WORK TO BE COMPLETED: List each line of the data that holds the string "below".

GIVEN DATA:
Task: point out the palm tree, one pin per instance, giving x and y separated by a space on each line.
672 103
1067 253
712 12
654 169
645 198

--

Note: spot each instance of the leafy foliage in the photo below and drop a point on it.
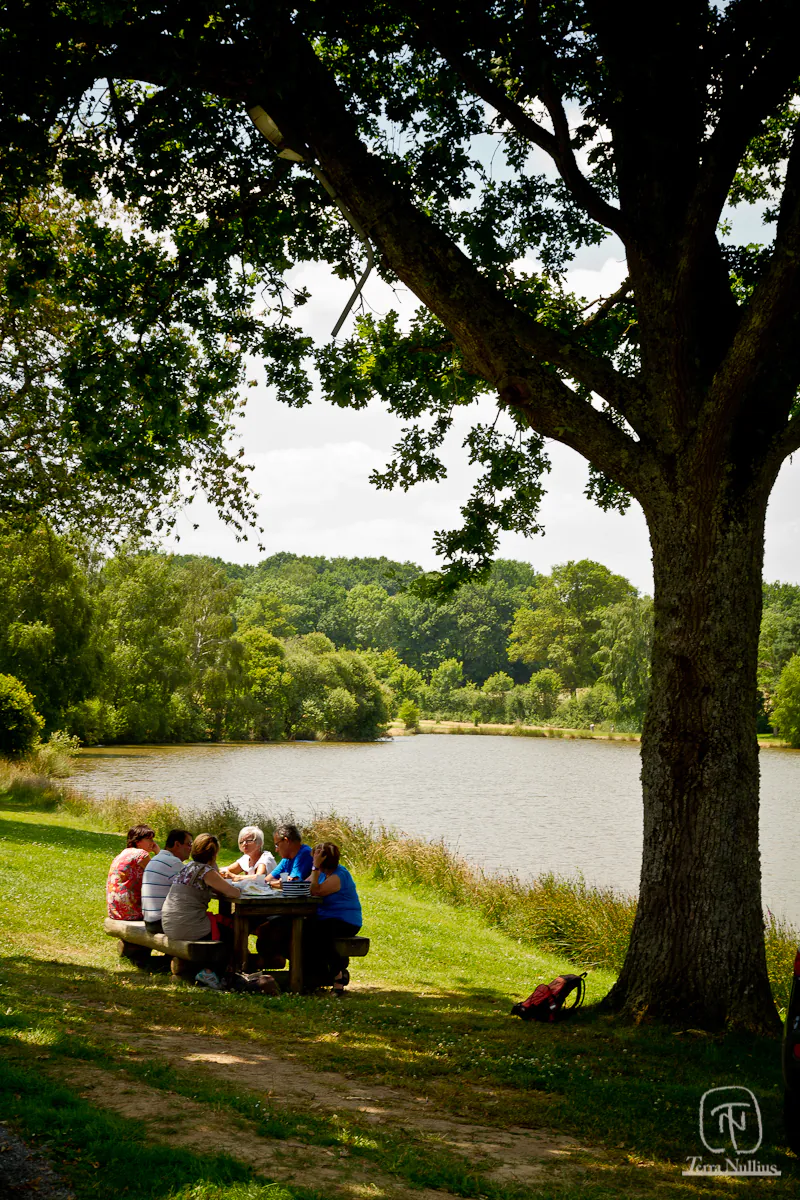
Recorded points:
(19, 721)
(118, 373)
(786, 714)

==

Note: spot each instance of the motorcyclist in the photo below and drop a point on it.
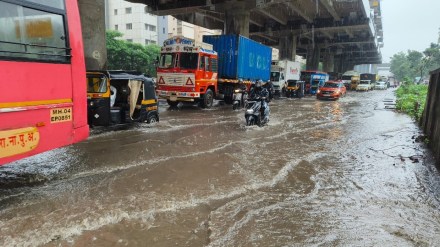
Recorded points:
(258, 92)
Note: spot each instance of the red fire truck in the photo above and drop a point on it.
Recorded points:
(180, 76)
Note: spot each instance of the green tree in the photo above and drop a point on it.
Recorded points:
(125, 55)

SOLUTION FOR THIS EXERCISE:
Note: spot each instance of the leafy foliage in the photo below and drop a point on it.
Note: spot each instance of the motorcyclist in the photo below and drop a point on it.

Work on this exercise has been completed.